DATA FOR THIS EXERCISE
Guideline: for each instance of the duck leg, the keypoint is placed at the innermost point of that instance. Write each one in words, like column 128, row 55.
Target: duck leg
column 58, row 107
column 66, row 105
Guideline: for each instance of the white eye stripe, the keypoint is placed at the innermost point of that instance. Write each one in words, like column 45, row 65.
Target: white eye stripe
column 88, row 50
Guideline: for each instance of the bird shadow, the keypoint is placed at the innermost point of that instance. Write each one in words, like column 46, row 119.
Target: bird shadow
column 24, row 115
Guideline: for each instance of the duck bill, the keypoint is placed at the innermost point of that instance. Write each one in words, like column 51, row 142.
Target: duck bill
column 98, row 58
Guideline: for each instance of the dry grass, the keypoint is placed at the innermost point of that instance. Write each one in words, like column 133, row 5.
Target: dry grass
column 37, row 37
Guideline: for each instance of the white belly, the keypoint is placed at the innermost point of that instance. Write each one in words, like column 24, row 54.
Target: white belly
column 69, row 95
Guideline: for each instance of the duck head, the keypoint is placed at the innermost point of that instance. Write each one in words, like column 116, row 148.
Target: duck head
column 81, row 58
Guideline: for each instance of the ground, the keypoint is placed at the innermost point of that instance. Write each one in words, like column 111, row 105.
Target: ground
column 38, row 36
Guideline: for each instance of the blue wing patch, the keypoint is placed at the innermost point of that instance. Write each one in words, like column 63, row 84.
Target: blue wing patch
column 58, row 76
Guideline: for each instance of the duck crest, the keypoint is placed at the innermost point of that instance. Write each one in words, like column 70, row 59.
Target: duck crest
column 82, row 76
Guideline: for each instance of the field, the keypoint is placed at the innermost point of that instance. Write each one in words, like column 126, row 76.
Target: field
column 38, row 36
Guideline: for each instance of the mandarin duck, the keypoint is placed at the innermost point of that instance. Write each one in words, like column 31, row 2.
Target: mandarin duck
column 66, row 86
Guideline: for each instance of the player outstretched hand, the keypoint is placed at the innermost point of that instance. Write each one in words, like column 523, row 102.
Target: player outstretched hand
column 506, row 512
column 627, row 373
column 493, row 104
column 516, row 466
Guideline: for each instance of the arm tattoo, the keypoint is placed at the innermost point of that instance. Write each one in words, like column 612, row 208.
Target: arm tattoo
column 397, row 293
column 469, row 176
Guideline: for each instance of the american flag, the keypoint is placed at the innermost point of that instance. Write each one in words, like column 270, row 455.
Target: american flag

WHAT THIS TASK INVOLVES
Copy out every one of the lines above word for word, without changing anything.

COMPLETE RESPONSE
Guideline: for each instance of the duck leg, the keypoint is placed at the innermost point of that instance. Write each one in words, like column 128, row 55.
Target: duck leg
column 58, row 107
column 66, row 105
Guideline: for each instance of the white eye stripe, the keypoint is placed at the innermost point of that instance. Write each one in words, like column 45, row 65.
Target: white eye stripe
column 88, row 50
Guideline: for each instance of the bird shadow, the keypoint is placed at the innermost point of that instance. Write each one in words, like column 46, row 119.
Target: bird shadow
column 24, row 115
Guideline: for each instance of the duck bill, the keypoint is placed at the innermost point of that instance. Write each one in words, like column 51, row 142.
Target: duck bill
column 98, row 58
Guideline: for each instance of the dry grass, the keypoint is placed at the innermost point of that instance. Write each one in words, like column 133, row 5.
Target: dry grass
column 37, row 37
Guideline: for each instance of the white belly, the keypoint is placed at the innermost point of that instance. Write each one in words, like column 24, row 54.
Target: white belly
column 69, row 95
Guideline: for each instance of the duck head, the keypoint is placed at the innermost point of that instance. Write each one in words, like column 116, row 148.
Target: duck head
column 81, row 58
Guideline: for each instance of the ground, the keypoint is placed at the innermost point of that instance. Write each one in words, like column 111, row 105.
Target: ground
column 38, row 36
Guideline: for each instance of the blue wing patch, the keypoint is placed at the innermost point of that instance. Write each one in words, like column 63, row 84.
Target: blue wing patch
column 58, row 76
Guideline: for each instance of the duck crest, the keypoint is placed at the innermost point of that instance. Write each one in words, like column 70, row 59.
Target: duck crest
column 82, row 76
Guideline: for each instance of the field, the keypoint is placed at the innermost point of that instance. Write each one in words, like column 126, row 76.
Target: field
column 38, row 36
Guideline: for each instance of the mandarin duck, the keypoint is placed at the innermost point of that instance. Write each one in words, like column 31, row 2.
Target: mandarin duck
column 66, row 86
Guideline: for each instance of the player outstretched hand, the keypoint is placed at the innermost point of that instance. Write each one in words, like column 523, row 102.
Target: player outstretched hand
column 506, row 512
column 627, row 373
column 493, row 104
column 516, row 466
Guideline: for each instance of the arm tattoo, the keypoint is placed at the innermost point of that instance. Write each one in words, like column 612, row 208.
Target: arm tattoo
column 397, row 293
column 469, row 176
Guideline: for each instance of the american flag, the keypoint is placed at the innermost point of that instance. Write each one in words, like column 270, row 455.
Target: american flag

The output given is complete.